[Point-per-instance localization data]
* * * * * * * * *
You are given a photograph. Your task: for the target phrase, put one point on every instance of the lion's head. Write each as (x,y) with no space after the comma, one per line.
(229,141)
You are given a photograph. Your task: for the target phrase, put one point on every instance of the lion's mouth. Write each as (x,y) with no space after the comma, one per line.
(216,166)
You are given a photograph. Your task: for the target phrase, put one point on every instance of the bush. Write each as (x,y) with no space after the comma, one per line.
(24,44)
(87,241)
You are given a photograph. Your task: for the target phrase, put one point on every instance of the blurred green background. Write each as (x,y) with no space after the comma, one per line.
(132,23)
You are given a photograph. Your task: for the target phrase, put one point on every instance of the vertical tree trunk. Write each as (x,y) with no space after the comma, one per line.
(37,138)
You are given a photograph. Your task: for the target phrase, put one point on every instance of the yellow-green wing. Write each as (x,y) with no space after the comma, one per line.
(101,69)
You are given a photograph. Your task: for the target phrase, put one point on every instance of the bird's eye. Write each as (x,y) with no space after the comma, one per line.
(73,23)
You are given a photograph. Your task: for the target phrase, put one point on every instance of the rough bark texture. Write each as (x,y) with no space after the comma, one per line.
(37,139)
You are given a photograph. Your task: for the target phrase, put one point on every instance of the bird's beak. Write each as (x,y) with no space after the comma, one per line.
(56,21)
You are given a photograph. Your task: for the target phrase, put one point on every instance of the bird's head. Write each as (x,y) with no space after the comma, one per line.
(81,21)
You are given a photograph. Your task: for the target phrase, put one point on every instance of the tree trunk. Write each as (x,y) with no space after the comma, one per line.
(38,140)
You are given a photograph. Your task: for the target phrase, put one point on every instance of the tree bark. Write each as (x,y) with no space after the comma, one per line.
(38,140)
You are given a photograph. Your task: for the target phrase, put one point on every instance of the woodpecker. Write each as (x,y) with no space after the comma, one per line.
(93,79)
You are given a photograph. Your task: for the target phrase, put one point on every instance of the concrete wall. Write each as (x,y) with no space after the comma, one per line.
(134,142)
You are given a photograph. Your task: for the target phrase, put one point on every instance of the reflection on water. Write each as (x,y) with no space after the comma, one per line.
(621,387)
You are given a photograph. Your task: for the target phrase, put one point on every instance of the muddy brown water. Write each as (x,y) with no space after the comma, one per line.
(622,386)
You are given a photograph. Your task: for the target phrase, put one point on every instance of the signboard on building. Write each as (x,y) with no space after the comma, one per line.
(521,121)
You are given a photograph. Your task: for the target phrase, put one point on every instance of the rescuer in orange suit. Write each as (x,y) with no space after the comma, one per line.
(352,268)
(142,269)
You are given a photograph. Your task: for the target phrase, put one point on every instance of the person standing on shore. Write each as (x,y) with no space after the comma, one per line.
* * * * * * * * *
| What is required |
Exactly as shown above, return every record.

| Response to this exercise |
You are given a photograph. Your task: for the target phrase, put one point on every instance of the lion's head. Write each as (x,y) with no space after the comma, one per line.
(229,141)
You are given a photograph. Your task: for the target phrase, put one point on every instance of the lion's mouth. Write each as (x,y) with no space after the comma, one per line.
(216,166)
You are given a photograph. Your task: for the target phrase, put one point on every instance of the bush. Write each as (x,y) with no space after the comma, one per line.
(24,44)
(87,241)
You are given a photograph. Your task: for the target phrase, put one point on every instance of the blurred green background. Write each as (x,y) with no space after the comma, one per line.
(132,23)
You are given a photograph. Your task: for the target phrase, put one point on every instance of the vertical tree trunk. Write each as (x,y) with no space after the comma, one per line.
(37,138)
You are given a photograph. Your task: for the target phrase, put one point on every instance of the yellow-green wing. Write each as (x,y) with no space after the comma, one per line.
(101,69)
You are given a photograph. Your task: for the target phrase, put one point on every instance of the bird's eye. Write each as (x,y) with no space after the comma, one per line.
(73,23)
You are given a photograph. Your task: for the target phrase, put one point on every instance of the rough bark texture. Write each as (x,y) with no space after the comma, one per line.
(37,139)
You are given a photograph. Your task: for the target phrase, put one point on every instance of the bird's beak. Write each as (x,y) with no space after the comma, one per line.
(56,21)
You are given a photograph. Your task: for the target phrase, put one point on every instance of the bird's head. Write each as (x,y) with no space after the comma, one per line.
(81,21)
You are given a photograph. Your task: for the target phrase, put one point on every instance of the tree trunk. Write each as (x,y) with no space after the comma, one per line.
(38,140)
You are given a photograph. Your task: for the target phrase, put one point on every instance of the tree bark. Write each as (x,y) with no space after the comma, one per line.
(38,140)
You are given a photograph. Your task: for the target phrase, put one point on every instance of the woodpecker. Write each as (x,y) with no space after the comma, one per line.
(93,79)
You are given a photograph. Your task: for the target phrase, put one point on every instance of the concrete wall. Write each as (x,y) with no space after the comma, one per line.
(134,142)
You are given a photograph. Your task: for the target phrase, put one point on every instance of the reflection on water. Write each as (x,y) with no space after the comma, one per line.
(621,387)
You are given a photograph. Your task: for the target phrase, put one point on every instance of the muddy brown water. Write each as (x,y) with no space after the comma, one per line.
(622,386)
You are given a photograph. Your task: for the target phrase, put one point on every instance of the signboard on building. Write each as (x,y) with no space after the comma, one per line.
(521,121)
You are given a photograph. Your task: for the target phrase, put one point on every instance of the rescuer in orange suit. Write each as (x,y) with no space after the comma, one per line.
(352,268)
(142,269)
You are given a photograph. Your task: for the target phrase, put one point on every instance of the person standing on shore. Write each as (x,y) with no space after the comma, one per line.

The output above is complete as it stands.